===== RECORDS PROVIDED

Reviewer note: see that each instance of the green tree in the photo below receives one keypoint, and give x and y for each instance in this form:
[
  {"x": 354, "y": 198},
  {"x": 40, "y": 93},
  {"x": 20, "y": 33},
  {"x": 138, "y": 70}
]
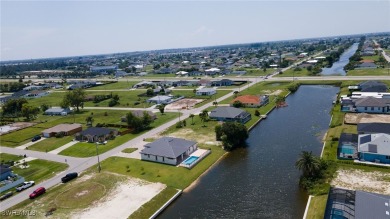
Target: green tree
[
  {"x": 308, "y": 164},
  {"x": 204, "y": 115},
  {"x": 13, "y": 107},
  {"x": 232, "y": 134},
  {"x": 192, "y": 118},
  {"x": 161, "y": 107},
  {"x": 29, "y": 111},
  {"x": 237, "y": 104},
  {"x": 74, "y": 98},
  {"x": 149, "y": 92},
  {"x": 89, "y": 121}
]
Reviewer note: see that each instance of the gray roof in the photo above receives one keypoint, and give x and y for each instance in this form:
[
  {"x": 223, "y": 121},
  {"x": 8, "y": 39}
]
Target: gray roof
[
  {"x": 374, "y": 143},
  {"x": 371, "y": 205},
  {"x": 226, "y": 112},
  {"x": 374, "y": 127},
  {"x": 370, "y": 102},
  {"x": 168, "y": 147}
]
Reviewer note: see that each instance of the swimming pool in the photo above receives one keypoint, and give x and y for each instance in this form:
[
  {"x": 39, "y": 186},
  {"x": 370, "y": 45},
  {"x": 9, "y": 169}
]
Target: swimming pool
[{"x": 190, "y": 160}]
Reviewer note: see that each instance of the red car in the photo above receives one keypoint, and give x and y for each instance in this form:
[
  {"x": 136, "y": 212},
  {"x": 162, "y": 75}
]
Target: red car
[{"x": 39, "y": 191}]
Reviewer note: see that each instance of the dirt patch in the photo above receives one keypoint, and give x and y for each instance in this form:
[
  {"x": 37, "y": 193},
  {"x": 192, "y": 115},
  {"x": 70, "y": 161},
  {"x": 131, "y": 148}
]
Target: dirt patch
[
  {"x": 376, "y": 182},
  {"x": 185, "y": 103},
  {"x": 355, "y": 118},
  {"x": 126, "y": 198}
]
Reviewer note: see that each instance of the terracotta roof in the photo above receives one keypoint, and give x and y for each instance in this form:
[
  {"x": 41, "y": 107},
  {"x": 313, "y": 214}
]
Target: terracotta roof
[{"x": 247, "y": 99}]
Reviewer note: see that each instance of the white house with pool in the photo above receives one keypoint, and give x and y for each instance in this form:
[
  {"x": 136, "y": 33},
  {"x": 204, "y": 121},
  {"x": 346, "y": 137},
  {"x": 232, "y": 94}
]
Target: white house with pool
[{"x": 173, "y": 151}]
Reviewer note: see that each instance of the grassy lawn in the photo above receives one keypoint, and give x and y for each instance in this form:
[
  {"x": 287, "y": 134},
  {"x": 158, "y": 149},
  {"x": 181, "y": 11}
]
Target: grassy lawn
[
  {"x": 84, "y": 149},
  {"x": 155, "y": 172},
  {"x": 112, "y": 117},
  {"x": 129, "y": 150},
  {"x": 291, "y": 73},
  {"x": 115, "y": 86},
  {"x": 50, "y": 144},
  {"x": 63, "y": 196},
  {"x": 148, "y": 209},
  {"x": 250, "y": 72},
  {"x": 368, "y": 72},
  {"x": 9, "y": 157},
  {"x": 40, "y": 170},
  {"x": 317, "y": 207}
]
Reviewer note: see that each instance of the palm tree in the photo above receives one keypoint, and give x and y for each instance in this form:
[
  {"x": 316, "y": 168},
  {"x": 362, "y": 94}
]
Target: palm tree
[
  {"x": 308, "y": 164},
  {"x": 192, "y": 118},
  {"x": 204, "y": 116}
]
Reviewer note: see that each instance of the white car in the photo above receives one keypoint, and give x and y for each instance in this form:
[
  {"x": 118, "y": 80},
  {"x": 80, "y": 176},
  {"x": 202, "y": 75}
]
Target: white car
[{"x": 25, "y": 185}]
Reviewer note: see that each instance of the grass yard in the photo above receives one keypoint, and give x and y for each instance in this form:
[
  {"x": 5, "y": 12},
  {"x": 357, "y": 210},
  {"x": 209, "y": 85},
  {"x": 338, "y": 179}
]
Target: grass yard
[
  {"x": 63, "y": 196},
  {"x": 153, "y": 205},
  {"x": 84, "y": 149},
  {"x": 23, "y": 136},
  {"x": 40, "y": 170},
  {"x": 291, "y": 73},
  {"x": 250, "y": 72},
  {"x": 9, "y": 157},
  {"x": 369, "y": 72},
  {"x": 156, "y": 172},
  {"x": 317, "y": 207},
  {"x": 129, "y": 150},
  {"x": 120, "y": 85},
  {"x": 50, "y": 144}
]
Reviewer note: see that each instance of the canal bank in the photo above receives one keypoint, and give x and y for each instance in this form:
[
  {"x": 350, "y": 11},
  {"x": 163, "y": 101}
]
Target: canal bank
[{"x": 261, "y": 180}]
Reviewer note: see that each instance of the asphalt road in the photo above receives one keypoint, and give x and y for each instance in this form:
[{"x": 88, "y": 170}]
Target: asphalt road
[{"x": 81, "y": 164}]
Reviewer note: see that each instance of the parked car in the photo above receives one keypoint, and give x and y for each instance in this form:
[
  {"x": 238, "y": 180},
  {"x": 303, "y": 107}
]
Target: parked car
[
  {"x": 69, "y": 177},
  {"x": 36, "y": 138},
  {"x": 39, "y": 191},
  {"x": 6, "y": 195},
  {"x": 25, "y": 185}
]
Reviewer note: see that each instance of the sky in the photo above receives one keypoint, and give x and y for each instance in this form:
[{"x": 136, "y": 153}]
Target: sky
[{"x": 44, "y": 29}]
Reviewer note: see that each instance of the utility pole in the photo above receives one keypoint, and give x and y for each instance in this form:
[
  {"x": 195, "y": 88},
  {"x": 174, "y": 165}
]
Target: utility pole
[{"x": 97, "y": 154}]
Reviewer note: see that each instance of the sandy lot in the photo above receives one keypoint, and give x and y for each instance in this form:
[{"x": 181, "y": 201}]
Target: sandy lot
[
  {"x": 355, "y": 118},
  {"x": 183, "y": 104},
  {"x": 123, "y": 201},
  {"x": 376, "y": 182}
]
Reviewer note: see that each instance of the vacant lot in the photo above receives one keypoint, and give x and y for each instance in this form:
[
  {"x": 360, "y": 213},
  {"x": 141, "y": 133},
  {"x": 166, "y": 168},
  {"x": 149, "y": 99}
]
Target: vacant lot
[{"x": 103, "y": 195}]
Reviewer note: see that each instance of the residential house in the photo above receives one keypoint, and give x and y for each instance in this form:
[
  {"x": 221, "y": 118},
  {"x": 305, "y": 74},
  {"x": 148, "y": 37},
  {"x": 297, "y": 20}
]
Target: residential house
[
  {"x": 372, "y": 105},
  {"x": 230, "y": 114},
  {"x": 372, "y": 86},
  {"x": 56, "y": 111},
  {"x": 251, "y": 100},
  {"x": 160, "y": 99},
  {"x": 206, "y": 91},
  {"x": 65, "y": 129},
  {"x": 33, "y": 87},
  {"x": 204, "y": 82},
  {"x": 348, "y": 204},
  {"x": 223, "y": 82},
  {"x": 373, "y": 127},
  {"x": 139, "y": 114},
  {"x": 374, "y": 148},
  {"x": 36, "y": 94},
  {"x": 96, "y": 134},
  {"x": 168, "y": 150}
]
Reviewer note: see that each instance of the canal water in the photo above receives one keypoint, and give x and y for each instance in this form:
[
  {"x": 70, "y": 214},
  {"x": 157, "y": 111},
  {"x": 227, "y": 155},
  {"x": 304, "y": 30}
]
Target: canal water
[
  {"x": 338, "y": 67},
  {"x": 261, "y": 181}
]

==========

* EXERCISE
Transcribe every entry word for word, but omit the pictures.

* SOLUTION FOR THIS TASK
Reviewer note: see that each instance of the green tree in the photo below receives one keypoint, and give x and y for each instance in this form:
[
  {"x": 354, "y": 198},
  {"x": 40, "y": 93},
  {"x": 20, "y": 33},
  {"x": 138, "y": 70}
]
Target: green tree
[
  {"x": 308, "y": 164},
  {"x": 204, "y": 115},
  {"x": 13, "y": 107},
  {"x": 232, "y": 134},
  {"x": 192, "y": 118},
  {"x": 161, "y": 107},
  {"x": 29, "y": 111},
  {"x": 237, "y": 104},
  {"x": 74, "y": 98},
  {"x": 149, "y": 92},
  {"x": 89, "y": 121}
]
Reviewer note: see that each instance of the gray roof in the photo above receives one keypoint, and give x and y for each instance in this form:
[
  {"x": 223, "y": 121},
  {"x": 8, "y": 39}
]
Target: gray roof
[
  {"x": 374, "y": 143},
  {"x": 371, "y": 205},
  {"x": 226, "y": 112},
  {"x": 374, "y": 127},
  {"x": 370, "y": 102},
  {"x": 168, "y": 147}
]
Reviewer note: see that each instance of the swimming pool in the photo above receives one keypoint, and give x and y for each instance in this form:
[
  {"x": 39, "y": 186},
  {"x": 370, "y": 45},
  {"x": 9, "y": 169}
]
Target: swimming pool
[{"x": 190, "y": 160}]
Reviewer note: see that each instance of the red car in the photo above receives one keypoint, and give x and y for each instance in this form:
[
  {"x": 136, "y": 212},
  {"x": 162, "y": 75}
]
Target: red car
[{"x": 39, "y": 191}]
Reviewer note: see that each instance of the dirt patch in the photo above receives one keypoint, and give x and y for each instance in this form:
[
  {"x": 37, "y": 193},
  {"x": 192, "y": 115},
  {"x": 70, "y": 161},
  {"x": 131, "y": 148}
]
Target: dirt patch
[
  {"x": 376, "y": 182},
  {"x": 185, "y": 103},
  {"x": 355, "y": 118},
  {"x": 126, "y": 198}
]
Reviewer note: see that each instance of the terracotta roof in the photo above receives one keypoint, and give x and y for each instance in this form:
[
  {"x": 41, "y": 107},
  {"x": 313, "y": 214}
]
Target: terracotta roof
[{"x": 247, "y": 99}]
Reviewer note: see that each instance of the white house with pool in the photo above receives one keypoint, and give x and y for each instance in this form:
[
  {"x": 136, "y": 33},
  {"x": 204, "y": 121},
  {"x": 346, "y": 137},
  {"x": 232, "y": 94}
]
Target: white house with pool
[{"x": 173, "y": 151}]
Reviewer note: see that each instance of the grassy lawn in the photo above receives one keypoint, and give x and y for each instance in this form:
[
  {"x": 287, "y": 134},
  {"x": 158, "y": 149},
  {"x": 181, "y": 11}
]
Target: grassy lawn
[
  {"x": 84, "y": 149},
  {"x": 155, "y": 172},
  {"x": 112, "y": 117},
  {"x": 129, "y": 150},
  {"x": 291, "y": 73},
  {"x": 115, "y": 86},
  {"x": 50, "y": 144},
  {"x": 63, "y": 196},
  {"x": 148, "y": 209},
  {"x": 250, "y": 72},
  {"x": 368, "y": 72},
  {"x": 9, "y": 157},
  {"x": 40, "y": 170},
  {"x": 317, "y": 207}
]
Reviewer note: see that each instance of the palm tree in the photo above receives one keypoint, and give x and y for each instance in this form:
[
  {"x": 316, "y": 168},
  {"x": 362, "y": 94}
]
Target: palm tree
[
  {"x": 308, "y": 164},
  {"x": 192, "y": 118},
  {"x": 204, "y": 116}
]
Reviewer note: see that each instance of the white car in the photo above receives one keypoint, and give x and y for each instance in this form:
[
  {"x": 118, "y": 80},
  {"x": 80, "y": 176},
  {"x": 202, "y": 75}
]
Target: white car
[{"x": 25, "y": 185}]
Reviewer note: see that each instance of the grass yard in the photo above receives one keypoint, and give x and y for each instance in this form:
[
  {"x": 5, "y": 12},
  {"x": 357, "y": 210},
  {"x": 209, "y": 85},
  {"x": 338, "y": 179}
]
Target: grass yard
[
  {"x": 63, "y": 196},
  {"x": 153, "y": 205},
  {"x": 84, "y": 149},
  {"x": 23, "y": 136},
  {"x": 40, "y": 170},
  {"x": 291, "y": 73},
  {"x": 250, "y": 72},
  {"x": 9, "y": 157},
  {"x": 369, "y": 72},
  {"x": 156, "y": 172},
  {"x": 317, "y": 207},
  {"x": 129, "y": 150},
  {"x": 120, "y": 85},
  {"x": 50, "y": 144}
]
Reviewer note: see that each instance of the canal bank in the photo above receives one keypoint, and give x and y for each instance in this form:
[
  {"x": 350, "y": 11},
  {"x": 163, "y": 101}
]
Target: canal bank
[{"x": 261, "y": 180}]
Reviewer note: see that each instance of the asphalt road in the photo above receives one keypoint, and give x and y for each instance in this form:
[{"x": 88, "y": 170}]
Target: asphalt road
[{"x": 81, "y": 164}]
Reviewer note: see that each instance of the parked car in the photo above receives one keypoint, and give x and y for each instance in this form:
[
  {"x": 238, "y": 180},
  {"x": 303, "y": 107}
]
Target: parked car
[
  {"x": 69, "y": 177},
  {"x": 36, "y": 138},
  {"x": 39, "y": 191},
  {"x": 6, "y": 195},
  {"x": 25, "y": 185}
]
Reviewer note: see that each instance of the sky in the photo above receives one keypoint, and give x and y for each instance in this form:
[{"x": 136, "y": 153}]
Target: sky
[{"x": 44, "y": 29}]
Reviewer note: see that each instance of the utility pole in the photo above receives one keypoint, and give x and y for each instance in this form:
[
  {"x": 195, "y": 88},
  {"x": 174, "y": 165}
]
Target: utility pole
[{"x": 97, "y": 154}]
Reviewer note: see that each instance of the sandy lot in the photo above receives one keypoint, and give x and y for each instance in this form:
[{"x": 181, "y": 201}]
Target: sandy lot
[
  {"x": 355, "y": 118},
  {"x": 183, "y": 104},
  {"x": 123, "y": 201},
  {"x": 376, "y": 182}
]
Reviewer note: see that each instance of the vacant lot in the photo above receives one keypoint, and give x and y for each instance in this form:
[
  {"x": 360, "y": 213},
  {"x": 141, "y": 133},
  {"x": 166, "y": 168},
  {"x": 149, "y": 99}
]
Target: vacant lot
[{"x": 103, "y": 195}]
Reviewer note: see that each instance of the residential house in the photo above receives one keypoint, and give x and y for each instance in this form:
[
  {"x": 221, "y": 118},
  {"x": 305, "y": 74},
  {"x": 148, "y": 37},
  {"x": 297, "y": 20}
]
Target: residential house
[
  {"x": 372, "y": 105},
  {"x": 230, "y": 114},
  {"x": 372, "y": 86},
  {"x": 56, "y": 111},
  {"x": 251, "y": 100},
  {"x": 160, "y": 99},
  {"x": 206, "y": 91},
  {"x": 65, "y": 129},
  {"x": 33, "y": 87},
  {"x": 204, "y": 82},
  {"x": 348, "y": 204},
  {"x": 223, "y": 82},
  {"x": 373, "y": 127},
  {"x": 139, "y": 114},
  {"x": 374, "y": 148},
  {"x": 36, "y": 94},
  {"x": 96, "y": 134},
  {"x": 168, "y": 150}
]
Reviewer note: see that each instance of the canal water in the photo above receives one keypoint, and give x and y for each instance in this form:
[
  {"x": 70, "y": 214},
  {"x": 157, "y": 111},
  {"x": 227, "y": 155},
  {"x": 304, "y": 30}
]
Target: canal water
[
  {"x": 338, "y": 67},
  {"x": 261, "y": 181}
]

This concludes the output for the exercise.